Prompt: Output the full material exactly as it appears here.

Listed entries:
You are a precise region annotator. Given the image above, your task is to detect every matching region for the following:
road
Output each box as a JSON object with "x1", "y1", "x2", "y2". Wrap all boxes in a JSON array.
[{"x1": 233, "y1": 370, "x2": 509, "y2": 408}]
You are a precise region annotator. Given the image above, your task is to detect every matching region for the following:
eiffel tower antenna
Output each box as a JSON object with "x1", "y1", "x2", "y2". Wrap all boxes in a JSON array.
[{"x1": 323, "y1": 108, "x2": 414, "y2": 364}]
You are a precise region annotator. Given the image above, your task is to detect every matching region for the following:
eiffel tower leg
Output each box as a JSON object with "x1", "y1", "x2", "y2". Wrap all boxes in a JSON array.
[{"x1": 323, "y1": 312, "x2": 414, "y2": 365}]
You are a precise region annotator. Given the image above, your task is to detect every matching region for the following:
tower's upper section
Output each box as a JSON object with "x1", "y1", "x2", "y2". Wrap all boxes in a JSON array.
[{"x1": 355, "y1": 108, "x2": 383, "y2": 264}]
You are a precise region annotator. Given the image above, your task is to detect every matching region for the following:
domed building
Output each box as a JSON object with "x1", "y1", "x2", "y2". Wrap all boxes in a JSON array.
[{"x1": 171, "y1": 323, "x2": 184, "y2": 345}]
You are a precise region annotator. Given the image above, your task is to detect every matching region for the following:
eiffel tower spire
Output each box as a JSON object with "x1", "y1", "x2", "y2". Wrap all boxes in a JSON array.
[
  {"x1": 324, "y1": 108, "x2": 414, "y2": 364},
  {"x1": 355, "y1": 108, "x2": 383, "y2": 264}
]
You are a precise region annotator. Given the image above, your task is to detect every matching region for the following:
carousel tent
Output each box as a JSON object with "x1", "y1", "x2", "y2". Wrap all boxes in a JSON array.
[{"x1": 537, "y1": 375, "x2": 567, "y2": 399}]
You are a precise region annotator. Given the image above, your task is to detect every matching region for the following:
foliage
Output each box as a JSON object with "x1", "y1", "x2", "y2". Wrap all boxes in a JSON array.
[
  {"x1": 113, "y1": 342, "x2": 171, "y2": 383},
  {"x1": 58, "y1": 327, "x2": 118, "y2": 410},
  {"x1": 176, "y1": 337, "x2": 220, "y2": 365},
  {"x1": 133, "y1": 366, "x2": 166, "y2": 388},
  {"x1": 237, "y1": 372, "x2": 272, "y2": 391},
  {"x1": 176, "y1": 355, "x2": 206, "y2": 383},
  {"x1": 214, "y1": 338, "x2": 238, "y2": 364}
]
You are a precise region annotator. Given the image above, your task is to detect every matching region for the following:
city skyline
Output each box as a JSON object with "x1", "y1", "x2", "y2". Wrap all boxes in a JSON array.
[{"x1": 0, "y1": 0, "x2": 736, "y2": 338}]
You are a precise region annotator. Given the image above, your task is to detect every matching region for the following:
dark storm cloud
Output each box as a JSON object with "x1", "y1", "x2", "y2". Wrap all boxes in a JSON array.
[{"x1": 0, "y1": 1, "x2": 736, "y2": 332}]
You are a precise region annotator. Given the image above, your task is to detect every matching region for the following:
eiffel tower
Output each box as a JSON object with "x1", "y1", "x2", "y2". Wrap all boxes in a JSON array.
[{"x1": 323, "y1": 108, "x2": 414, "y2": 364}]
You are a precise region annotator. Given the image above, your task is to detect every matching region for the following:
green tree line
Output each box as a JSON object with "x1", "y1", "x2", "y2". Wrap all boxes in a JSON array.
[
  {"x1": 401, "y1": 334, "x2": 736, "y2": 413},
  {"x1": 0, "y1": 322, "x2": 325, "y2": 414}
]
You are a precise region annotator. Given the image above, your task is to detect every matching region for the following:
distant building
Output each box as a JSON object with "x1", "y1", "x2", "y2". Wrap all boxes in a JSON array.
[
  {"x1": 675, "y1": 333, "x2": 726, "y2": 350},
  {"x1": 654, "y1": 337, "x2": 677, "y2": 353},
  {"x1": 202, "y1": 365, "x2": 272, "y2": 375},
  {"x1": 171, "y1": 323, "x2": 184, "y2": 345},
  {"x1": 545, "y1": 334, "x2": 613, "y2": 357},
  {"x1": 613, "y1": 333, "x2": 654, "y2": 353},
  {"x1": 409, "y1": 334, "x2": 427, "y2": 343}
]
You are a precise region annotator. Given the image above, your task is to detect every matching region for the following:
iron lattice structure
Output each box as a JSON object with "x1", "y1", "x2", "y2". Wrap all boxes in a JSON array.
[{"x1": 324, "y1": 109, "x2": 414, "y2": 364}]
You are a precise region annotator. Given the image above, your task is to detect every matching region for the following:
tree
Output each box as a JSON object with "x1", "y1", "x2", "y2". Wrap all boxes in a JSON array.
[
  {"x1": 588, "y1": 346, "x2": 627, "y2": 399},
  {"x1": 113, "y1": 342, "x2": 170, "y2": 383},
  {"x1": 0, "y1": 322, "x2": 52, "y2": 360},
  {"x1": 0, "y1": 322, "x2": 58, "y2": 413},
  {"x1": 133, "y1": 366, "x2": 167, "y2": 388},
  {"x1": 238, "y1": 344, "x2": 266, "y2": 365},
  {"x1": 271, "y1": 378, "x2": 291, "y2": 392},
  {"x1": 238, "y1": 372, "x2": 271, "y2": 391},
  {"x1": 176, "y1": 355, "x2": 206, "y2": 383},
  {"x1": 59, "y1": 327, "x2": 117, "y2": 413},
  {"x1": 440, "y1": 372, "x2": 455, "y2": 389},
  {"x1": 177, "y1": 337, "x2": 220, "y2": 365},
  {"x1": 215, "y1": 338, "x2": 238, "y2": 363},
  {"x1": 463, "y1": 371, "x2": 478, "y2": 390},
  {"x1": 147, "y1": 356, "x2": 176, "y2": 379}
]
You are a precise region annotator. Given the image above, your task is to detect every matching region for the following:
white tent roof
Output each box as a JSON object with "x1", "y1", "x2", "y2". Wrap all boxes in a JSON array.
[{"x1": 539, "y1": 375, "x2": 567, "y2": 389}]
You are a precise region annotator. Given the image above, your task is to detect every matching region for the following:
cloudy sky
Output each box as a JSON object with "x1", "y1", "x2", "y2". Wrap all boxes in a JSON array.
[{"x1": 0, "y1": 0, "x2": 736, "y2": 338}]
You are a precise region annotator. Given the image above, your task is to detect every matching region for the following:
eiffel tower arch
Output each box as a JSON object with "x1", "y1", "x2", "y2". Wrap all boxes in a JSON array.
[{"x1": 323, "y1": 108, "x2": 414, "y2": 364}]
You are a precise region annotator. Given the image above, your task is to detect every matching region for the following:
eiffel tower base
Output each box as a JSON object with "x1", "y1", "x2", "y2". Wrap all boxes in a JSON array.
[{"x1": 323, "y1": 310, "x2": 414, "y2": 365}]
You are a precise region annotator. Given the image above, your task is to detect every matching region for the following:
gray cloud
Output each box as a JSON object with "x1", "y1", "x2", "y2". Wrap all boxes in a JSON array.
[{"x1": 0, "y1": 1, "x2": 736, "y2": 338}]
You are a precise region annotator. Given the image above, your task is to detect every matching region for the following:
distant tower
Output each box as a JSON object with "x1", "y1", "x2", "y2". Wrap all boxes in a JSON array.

Reply to the exercise:
You are a precise region annotator. Given the image above, your task is to detect every matching region for the following:
road
Output each box as a JSON object with "x1", "y1", "x2", "y2". Wrap all boxes in a JSON array.
[{"x1": 233, "y1": 370, "x2": 509, "y2": 408}]
You are a precise region annotator. Given the image above, your task is to detect every matching region for the following:
eiffel tower antenna
Output each box as a JSON object with "x1", "y1", "x2", "y2". Wrap all boxes in a JSON array.
[{"x1": 323, "y1": 108, "x2": 414, "y2": 364}]
You are a precise region annotator. Given the image above, your task is to detect every matching region for the following:
eiffel tower leg
Output each box as a JSON object with "x1", "y1", "x2", "y2". Wrap all boxes in a JSON array.
[{"x1": 323, "y1": 312, "x2": 414, "y2": 365}]
You are a precise region annotator. Given the image above, your task is to detect every matching region for the following:
tower's upper section
Output each box as a JSON object with "x1", "y1", "x2", "y2". Wrap all boxes in a JSON array.
[{"x1": 355, "y1": 108, "x2": 383, "y2": 264}]
You are a precise region annotator. Given the image above, your task is to detect every matching region for the following:
domed building
Output each box as a JSON object with "x1", "y1", "x2", "y2". Wrap all boxes in a JSON array.
[{"x1": 171, "y1": 323, "x2": 184, "y2": 345}]
You are a precise region annotator. Given the image above, your task is to detect every matching region for the following:
eiffel tower spire
Output each box as a JSON object with "x1", "y1", "x2", "y2". Wrap all boxes in a JSON array.
[
  {"x1": 324, "y1": 108, "x2": 414, "y2": 364},
  {"x1": 355, "y1": 108, "x2": 383, "y2": 264}
]
You are a precise region annotator. Given the image above, your task is to detect every matching region for the following:
carousel tent
Output each box as a JSON object with "x1", "y1", "x2", "y2". Wrap all boxes in a JSON array.
[{"x1": 537, "y1": 375, "x2": 567, "y2": 399}]
You are a precise region annotator. Given the image above, your task is to detect every matching region for the following:
foliage
Output each box as a JSON object with "x1", "y1", "x2", "y2". Wrap all boxes in a JSON array.
[
  {"x1": 113, "y1": 342, "x2": 171, "y2": 383},
  {"x1": 58, "y1": 327, "x2": 118, "y2": 410},
  {"x1": 176, "y1": 337, "x2": 220, "y2": 365},
  {"x1": 133, "y1": 366, "x2": 166, "y2": 388},
  {"x1": 237, "y1": 372, "x2": 272, "y2": 391},
  {"x1": 176, "y1": 355, "x2": 206, "y2": 383},
  {"x1": 214, "y1": 338, "x2": 238, "y2": 364}
]
You are a precise region annotator. Given the image above, your task is to detect every matching region for the following:
city skyline
Output each box as a JSON object with "x1", "y1", "x2", "y2". Wrap all boxes in a JSON array.
[{"x1": 0, "y1": 0, "x2": 736, "y2": 338}]
You are a precise region annotator. Given the image above, your task is to detect every matching region for the following:
dark storm cloud
Output each box as a JSON object with "x1", "y1", "x2", "y2". Wrap all boxes in a JSON array.
[{"x1": 0, "y1": 1, "x2": 736, "y2": 332}]
You are a precise region annotator. Given the image above, your task is to detect every matching region for the following:
eiffel tower
Output each box as a JSON object with "x1", "y1", "x2", "y2". Wrap all boxes in a JSON array.
[{"x1": 323, "y1": 108, "x2": 414, "y2": 364}]
You are a precise region annotator. Given the image above, your task is to detect every matching region for the following:
green tree line
Output each box as a JSON object with "x1", "y1", "x2", "y2". Wrap all boxes in a JSON array.
[
  {"x1": 401, "y1": 334, "x2": 736, "y2": 413},
  {"x1": 0, "y1": 322, "x2": 325, "y2": 414}
]
You are a precise region annotator. Given the image above, your task is to detect every matching region for the following:
distant building
Output each box as a JSON object with "x1", "y1", "x2", "y2". Wrap all boxes in a JSON array.
[
  {"x1": 675, "y1": 333, "x2": 726, "y2": 350},
  {"x1": 654, "y1": 337, "x2": 677, "y2": 353},
  {"x1": 202, "y1": 365, "x2": 272, "y2": 375},
  {"x1": 171, "y1": 323, "x2": 184, "y2": 345},
  {"x1": 545, "y1": 334, "x2": 613, "y2": 357},
  {"x1": 613, "y1": 333, "x2": 654, "y2": 353},
  {"x1": 409, "y1": 334, "x2": 427, "y2": 343}
]
You are a precise region annotator. Given the image above, your task is to detect every matching region for the following:
iron lattice structure
Output each box as a JSON object with "x1", "y1", "x2", "y2". Wrap all boxes in a JSON array.
[{"x1": 324, "y1": 109, "x2": 414, "y2": 364}]
You are a precise region annotator. Given the image above, your task is to detect every matching region for the following:
tree
Output each box as a JSON object with "x1", "y1", "x2", "y2". Wrap all boxes in a JSON array.
[
  {"x1": 588, "y1": 346, "x2": 627, "y2": 399},
  {"x1": 113, "y1": 342, "x2": 170, "y2": 383},
  {"x1": 0, "y1": 322, "x2": 52, "y2": 360},
  {"x1": 0, "y1": 322, "x2": 58, "y2": 413},
  {"x1": 133, "y1": 366, "x2": 167, "y2": 388},
  {"x1": 238, "y1": 344, "x2": 266, "y2": 365},
  {"x1": 271, "y1": 378, "x2": 291, "y2": 392},
  {"x1": 238, "y1": 372, "x2": 271, "y2": 391},
  {"x1": 176, "y1": 355, "x2": 206, "y2": 383},
  {"x1": 59, "y1": 327, "x2": 117, "y2": 413},
  {"x1": 440, "y1": 372, "x2": 455, "y2": 389},
  {"x1": 177, "y1": 337, "x2": 220, "y2": 365},
  {"x1": 215, "y1": 338, "x2": 238, "y2": 363},
  {"x1": 463, "y1": 371, "x2": 478, "y2": 390},
  {"x1": 147, "y1": 356, "x2": 176, "y2": 379}
]
You are a precise region annotator. Given the image above, your task is to detect every matching region for the following:
white tent roof
Output each box as a JSON object with "x1", "y1", "x2", "y2". Wrap all boxes in a JSON array.
[{"x1": 539, "y1": 375, "x2": 567, "y2": 389}]
You are a precise region annotator. Given the image above, your task is to detect every matching region for the following:
cloudy sky
Output each box as a JSON object with "x1", "y1", "x2", "y2". Wrap all boxes in a JSON array.
[{"x1": 0, "y1": 0, "x2": 736, "y2": 338}]
You are a precise region annotator. Given the image above, your task is to detect every matching region for the following:
eiffel tower arch
Output each box as a JSON object with "x1", "y1", "x2", "y2". Wrap all boxes in a JSON array.
[{"x1": 323, "y1": 108, "x2": 414, "y2": 364}]
You are a precise region annotator. Given the image above, your task is to detect every matching region for the following:
eiffel tower base
Output each box as a JSON object with "x1", "y1", "x2", "y2". Wrap all boxes in a JSON array.
[{"x1": 323, "y1": 310, "x2": 414, "y2": 365}]
You are a precise region annotator. Given the image above, your task is to detect every matching region for the following:
gray cloud
Output each box as a JSON object with "x1", "y1", "x2", "y2". Wrap all boxes in a JSON array.
[{"x1": 0, "y1": 1, "x2": 736, "y2": 338}]
You are a precise region annotator. Given the image above, your task is to detect every matching region for the following:
distant tower
Output each box as a JSON object with "x1", "y1", "x2", "y2". Wrap all boxes in a JSON array.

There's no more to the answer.